→ EXCERPT TO READ:
==*==
It does this firstly by splitting the OPpASSIGN_COMMON flag into 3
separate flags:
OPpASSIGN_COMMON_AGG
OPpASSIGN_COMMON_RC1
OPpASSIGN_COMMON_SCALAR
which indicate different classes of commonality that can be handled
in different ways at runtime.
Most importantly, it distinguishes between two basic cases. Firstly,
common scalars (OPpASSIGN_COMMON_SCALAR), e.g.
($x,....) = (....,$x,...)
where $x is modified and then sometime later its value is used again,
but that value has changed in the meantime. In this case, we need
replace such vars on the RHS with mortal copies before processing the
assign.
The second case is an aggregate on the LHS (OPpASSIGN_COMMON_AGG), e.g.
(...,@a) = (...., $a[0],...)
In this case, the issue is instead that when @a is cleared, it may free
items on the RHS (due to the stack not being ref counted). What is
required here is that rather than making of a copy of each RHS element and
storing it in the array as we progress, we make *all* the copies *before*
clearing the array, but mortalise them in case we die in the meantime.
We can further distinguish two scalar cases; sometimes it's possible
to confirm non-commonality at run-time merely by checking that all
the LHS scalars have a reference count of 1. If this is possible,
we set the OPpASSIGN_COMMON_RC1 flag rather than the
OPpASSIGN_COMMON_SCALAR flag.
The major improvement in the run-time performance in the
OPpASSIGN_COMMON_SCALAR case (or OPpASSIGN_COMMON_RC1 if rc>1 scalars are
detected), is to use a mark-and-sweep scan of the two lists using the
SVf_BREAK flag, to determine which elements are common, and only make
mortal copies of those elements. This has a very big effect on run-time
performance; for example in the classic
($a,$b) = ($b,$a);
it would formerly make temp copies of both $a and $b; now it only
copies $a.
==*==
→ GIVEN ENTRIES:
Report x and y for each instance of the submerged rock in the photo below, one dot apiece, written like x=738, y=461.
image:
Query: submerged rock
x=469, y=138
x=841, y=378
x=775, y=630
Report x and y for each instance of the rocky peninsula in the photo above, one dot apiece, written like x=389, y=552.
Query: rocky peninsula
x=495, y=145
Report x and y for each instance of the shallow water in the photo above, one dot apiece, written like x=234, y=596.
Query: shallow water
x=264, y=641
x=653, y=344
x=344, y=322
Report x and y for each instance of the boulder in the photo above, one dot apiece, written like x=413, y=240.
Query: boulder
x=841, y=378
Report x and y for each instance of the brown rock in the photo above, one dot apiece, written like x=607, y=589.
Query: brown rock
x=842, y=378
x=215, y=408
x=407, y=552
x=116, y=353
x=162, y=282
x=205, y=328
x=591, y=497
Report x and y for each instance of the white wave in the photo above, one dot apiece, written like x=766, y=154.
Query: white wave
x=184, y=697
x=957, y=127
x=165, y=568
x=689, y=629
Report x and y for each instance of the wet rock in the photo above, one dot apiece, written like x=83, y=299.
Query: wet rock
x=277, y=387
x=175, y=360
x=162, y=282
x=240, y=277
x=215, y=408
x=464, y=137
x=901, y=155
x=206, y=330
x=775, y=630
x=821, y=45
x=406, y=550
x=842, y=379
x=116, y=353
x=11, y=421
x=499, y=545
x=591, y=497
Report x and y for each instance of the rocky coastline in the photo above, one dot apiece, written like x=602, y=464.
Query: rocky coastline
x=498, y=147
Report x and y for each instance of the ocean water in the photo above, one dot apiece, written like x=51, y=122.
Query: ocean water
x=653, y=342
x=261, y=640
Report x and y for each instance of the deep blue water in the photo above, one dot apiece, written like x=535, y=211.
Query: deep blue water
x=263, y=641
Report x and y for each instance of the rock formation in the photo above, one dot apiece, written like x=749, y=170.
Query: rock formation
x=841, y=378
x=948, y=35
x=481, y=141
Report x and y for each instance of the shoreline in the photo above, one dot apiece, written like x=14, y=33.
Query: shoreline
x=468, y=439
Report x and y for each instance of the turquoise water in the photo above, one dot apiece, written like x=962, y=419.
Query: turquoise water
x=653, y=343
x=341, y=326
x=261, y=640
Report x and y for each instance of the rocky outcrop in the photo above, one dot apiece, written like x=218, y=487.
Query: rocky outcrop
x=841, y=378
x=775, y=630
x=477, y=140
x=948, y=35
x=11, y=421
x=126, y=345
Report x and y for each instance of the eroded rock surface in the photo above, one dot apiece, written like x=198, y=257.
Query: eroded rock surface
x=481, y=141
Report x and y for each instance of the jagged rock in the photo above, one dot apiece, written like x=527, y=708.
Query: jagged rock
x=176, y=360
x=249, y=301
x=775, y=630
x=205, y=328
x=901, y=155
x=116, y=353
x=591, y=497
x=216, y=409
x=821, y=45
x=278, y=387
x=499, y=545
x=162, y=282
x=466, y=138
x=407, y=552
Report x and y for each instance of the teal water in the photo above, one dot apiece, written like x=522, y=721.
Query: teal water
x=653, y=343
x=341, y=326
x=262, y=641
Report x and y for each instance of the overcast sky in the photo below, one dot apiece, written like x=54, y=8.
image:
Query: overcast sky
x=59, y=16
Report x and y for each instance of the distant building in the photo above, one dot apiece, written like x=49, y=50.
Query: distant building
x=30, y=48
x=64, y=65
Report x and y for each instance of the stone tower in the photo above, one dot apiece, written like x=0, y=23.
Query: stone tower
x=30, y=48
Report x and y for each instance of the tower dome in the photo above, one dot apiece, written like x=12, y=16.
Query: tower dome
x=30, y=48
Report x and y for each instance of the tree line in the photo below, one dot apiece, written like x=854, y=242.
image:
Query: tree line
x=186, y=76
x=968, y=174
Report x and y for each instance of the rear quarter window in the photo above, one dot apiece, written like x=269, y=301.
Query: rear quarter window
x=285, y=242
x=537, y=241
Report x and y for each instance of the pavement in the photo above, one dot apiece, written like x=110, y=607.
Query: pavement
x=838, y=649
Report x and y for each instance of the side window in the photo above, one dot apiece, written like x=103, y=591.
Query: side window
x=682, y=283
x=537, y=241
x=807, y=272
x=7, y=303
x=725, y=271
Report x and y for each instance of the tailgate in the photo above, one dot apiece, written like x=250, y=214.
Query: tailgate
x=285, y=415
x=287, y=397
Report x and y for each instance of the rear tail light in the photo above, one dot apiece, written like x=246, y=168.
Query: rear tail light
==*==
→ TASK INSTRUCTIONS:
a) Using the passage on the OPpASSIGN_COMMON flags, decide whether each statement agrees with it. Answer yes or no for each, and quote the words from the passage that settle it.
(i) The OPpASSIGN_COMMON flag is split into three separate flags.
(ii) In the aggregate case, each right-hand copy is stored in the array one at a time as the work goes on.
(iii) For ($a,$b) = ($b,$a);, copies of both $a and $b are now made.
b) Carry on the passage on the OPpASSIGN_COMMON flags from its last sentence, adding one or two paragraphs in the same style.

→ ANSWERS BY TASK:
a)
(i) Yes: "splitting the OPpASSIGN_COMMON flag into 3 separate flags"
(ii) No: "we make *all* the copies *before* clearing the array"
(iii) No: "now it only copies $a."

b)
In more detail, the mark and sweep mechanism in pp_aassign works by
looping through each LHS and RHS SV pair in parallel. It temporarily marks
each LHS SV with the SVf_BREAK flag, then makes a copy of each RHS element
only if it has the SVf_BREAK flag set. When the scan is finished, the flag
is unset on all LHS elements.
One major change in compile-time flagging is that package scalar vars are
now treated as if they could always be aliased. So we don't bother any
more to do the compile-time PL_generation checking on package vars (we
still do it on lexical vars). We also no longer make use of the run-time
PL_sawalias mechanism for detecting aliased package vars (and indeed the
next commit but one will remove that mechanism). This means that more list
assignment expressions which feature package vars will now need to
do a runtime mark-and-sweep (or where appropriate, RC1) test. In
compensation, we no longer need to test for aliasing and set PL_sawalias
in pp_gvsv and pp_gv, nor reset PL_sawalias in every pp_nextstate.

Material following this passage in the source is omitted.